## SOURCE TEXT
#####

The first book you will finish (or did finish!) in 2023:
I have no idea... Probably the next RoL GN that's coming out in late January. But it also wouldn't surprise me if it was something else entirely. Like, last year I said "It might be Master of Djinn, which is my current Kindle book, or it might be Light from Uncommon Stars, which is my hard copy book" -- and you can see those books were #10 and 11 and I didn't even fully finish them in time for Hugo voting, IIRC. I thought I might finish Beartown next, but that was a book from the VRBO and stayed in Hawaii, so unless I go to the effort of tracking it down, it might not get finished. And I'm also about 40% into Adrian Tchaikovsky's City of Last Chances, which I started reading on the plane to Hawaii and am really enjoying, but it's also a really long book, and I'm not sure when I'll next be doing a chunk of reading, since that doesn't seem to happen regularly anymore, especially once work starts up again.
How many books read in 2022
20. Abysmal. And only 7 are full-length novels. (I did a lot of sudoku and watched a lot of Taskmaster, though :P)
Fiction/Non-Fiction ratio?
Zero non-fiction.
Male/Female authors?

#####

## DATA SHOWN

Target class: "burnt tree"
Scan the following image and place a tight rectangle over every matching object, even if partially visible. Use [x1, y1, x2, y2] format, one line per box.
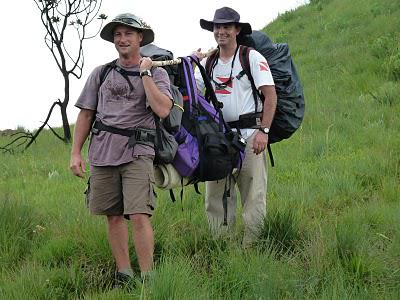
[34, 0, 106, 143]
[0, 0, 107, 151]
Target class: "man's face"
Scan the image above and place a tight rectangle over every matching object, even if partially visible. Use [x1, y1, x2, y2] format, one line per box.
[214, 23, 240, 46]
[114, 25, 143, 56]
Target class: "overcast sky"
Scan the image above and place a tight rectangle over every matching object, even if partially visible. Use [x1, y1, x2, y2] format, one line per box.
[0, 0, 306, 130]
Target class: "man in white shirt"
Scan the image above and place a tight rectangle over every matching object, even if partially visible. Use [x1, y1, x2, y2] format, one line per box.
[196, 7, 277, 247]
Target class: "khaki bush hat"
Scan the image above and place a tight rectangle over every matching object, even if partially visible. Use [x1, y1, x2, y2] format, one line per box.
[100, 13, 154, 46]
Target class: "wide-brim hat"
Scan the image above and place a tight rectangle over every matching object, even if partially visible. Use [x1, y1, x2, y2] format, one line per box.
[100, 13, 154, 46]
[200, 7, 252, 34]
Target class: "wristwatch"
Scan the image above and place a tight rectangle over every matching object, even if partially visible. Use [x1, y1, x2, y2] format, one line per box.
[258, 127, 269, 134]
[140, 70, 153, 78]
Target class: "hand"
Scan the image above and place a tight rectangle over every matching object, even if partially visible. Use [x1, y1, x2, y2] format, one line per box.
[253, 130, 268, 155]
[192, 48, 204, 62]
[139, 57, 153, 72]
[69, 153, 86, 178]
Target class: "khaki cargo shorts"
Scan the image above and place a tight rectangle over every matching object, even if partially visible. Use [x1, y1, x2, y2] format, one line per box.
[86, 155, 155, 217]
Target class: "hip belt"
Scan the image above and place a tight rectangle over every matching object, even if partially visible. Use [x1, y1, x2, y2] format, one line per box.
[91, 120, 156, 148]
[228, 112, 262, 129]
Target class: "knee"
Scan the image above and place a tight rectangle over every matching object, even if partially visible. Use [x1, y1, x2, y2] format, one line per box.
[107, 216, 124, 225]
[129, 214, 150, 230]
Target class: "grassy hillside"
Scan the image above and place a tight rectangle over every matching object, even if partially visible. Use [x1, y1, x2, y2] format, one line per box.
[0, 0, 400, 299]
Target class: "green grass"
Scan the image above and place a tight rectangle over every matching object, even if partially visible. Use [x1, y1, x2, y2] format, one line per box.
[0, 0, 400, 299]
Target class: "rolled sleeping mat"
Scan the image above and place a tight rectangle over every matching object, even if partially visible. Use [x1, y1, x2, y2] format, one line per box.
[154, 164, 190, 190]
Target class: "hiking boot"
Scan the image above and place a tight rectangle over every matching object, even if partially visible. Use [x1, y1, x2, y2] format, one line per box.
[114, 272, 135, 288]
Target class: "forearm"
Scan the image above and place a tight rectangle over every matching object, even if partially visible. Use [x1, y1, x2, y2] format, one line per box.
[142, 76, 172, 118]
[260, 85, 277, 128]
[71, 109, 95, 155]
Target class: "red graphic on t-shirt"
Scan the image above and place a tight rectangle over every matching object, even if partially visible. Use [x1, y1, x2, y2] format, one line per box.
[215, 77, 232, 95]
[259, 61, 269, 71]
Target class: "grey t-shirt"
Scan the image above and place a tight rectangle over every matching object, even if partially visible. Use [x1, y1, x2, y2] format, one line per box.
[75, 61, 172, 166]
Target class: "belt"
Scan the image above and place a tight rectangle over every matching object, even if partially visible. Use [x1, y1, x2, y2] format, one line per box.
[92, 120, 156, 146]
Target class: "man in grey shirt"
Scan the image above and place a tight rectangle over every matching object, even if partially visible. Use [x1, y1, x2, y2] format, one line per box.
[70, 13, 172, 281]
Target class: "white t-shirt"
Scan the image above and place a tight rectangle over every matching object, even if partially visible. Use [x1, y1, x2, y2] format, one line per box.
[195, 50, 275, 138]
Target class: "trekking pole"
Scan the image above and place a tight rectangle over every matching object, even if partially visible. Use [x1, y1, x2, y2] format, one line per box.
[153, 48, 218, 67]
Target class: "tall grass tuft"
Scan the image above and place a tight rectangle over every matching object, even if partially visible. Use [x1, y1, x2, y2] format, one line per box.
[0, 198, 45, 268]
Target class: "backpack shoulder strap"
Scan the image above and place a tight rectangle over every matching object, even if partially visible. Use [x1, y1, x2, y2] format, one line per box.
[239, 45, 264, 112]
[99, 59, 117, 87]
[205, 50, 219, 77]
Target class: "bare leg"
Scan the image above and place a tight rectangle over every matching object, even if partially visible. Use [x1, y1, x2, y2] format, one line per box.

#####

## GIVEN PROBLEM A
Reproduce the reading survey from "How many books" to "Zero non-fiction.".
## GIVEN PROBLEM B
Scale the records from their first line to the line with "[140, 70, 153, 78]", both lines included, and write those lines out again with their requests. Multiply every bounding box coordinate in the answers by 1.2 and round to whole numbers with halves rounded up, and leave the pictures out.

## OUTPUT A
How many books read in 2022
20. Abysmal. And only 7 are full-length novels. (I did a lot of sudoku and watched a lot of Taskmaster, though :P)
Fiction/Non-Fiction ratio?
Zero non-fiction.

## OUTPUT B
Target class: "burnt tree"
Scan the following image and place a tight rectangle over every matching object, even if partially visible. Use [x1, y1, x2, y2] format, one line per box.
[41, 0, 127, 172]
[0, 0, 128, 181]
Target class: "man's face"
Scan the image above and place a tight rectangle over every matching object, even if partially visible. Use [x1, y1, x2, y2] format, one line per box.
[257, 28, 288, 55]
[137, 30, 172, 67]
Target class: "overcast sky"
Scan the image above and place a tight rectangle over every matching object, even if partially visible. Use [x1, y1, x2, y2] format, one line per box.
[0, 0, 367, 156]
Target class: "man in white shirt"
Scan the image above and place a tight rectangle over every matching object, even if partially visible. Use [x1, y1, x2, y2] format, one line per box.
[235, 8, 332, 296]
Target class: "khaki bush hat"
Scan the image above and place a tight rectangle over every matching object, even if partially visible. Use [x1, y1, x2, y2] format, one line per box.
[120, 16, 185, 55]
Target class: "wide-brim hat"
Scan the image above and place a tight rectangle over every matching object, even if partially visible. Use [x1, y1, x2, y2] format, one line per box.
[120, 16, 185, 55]
[240, 8, 302, 41]
Target class: "wristwatch"
Scan the image above and place a tight rectangle over every matching object, even if partially visible. Use [x1, y1, x2, y2] format, one line per box.
[310, 152, 323, 161]
[168, 84, 184, 94]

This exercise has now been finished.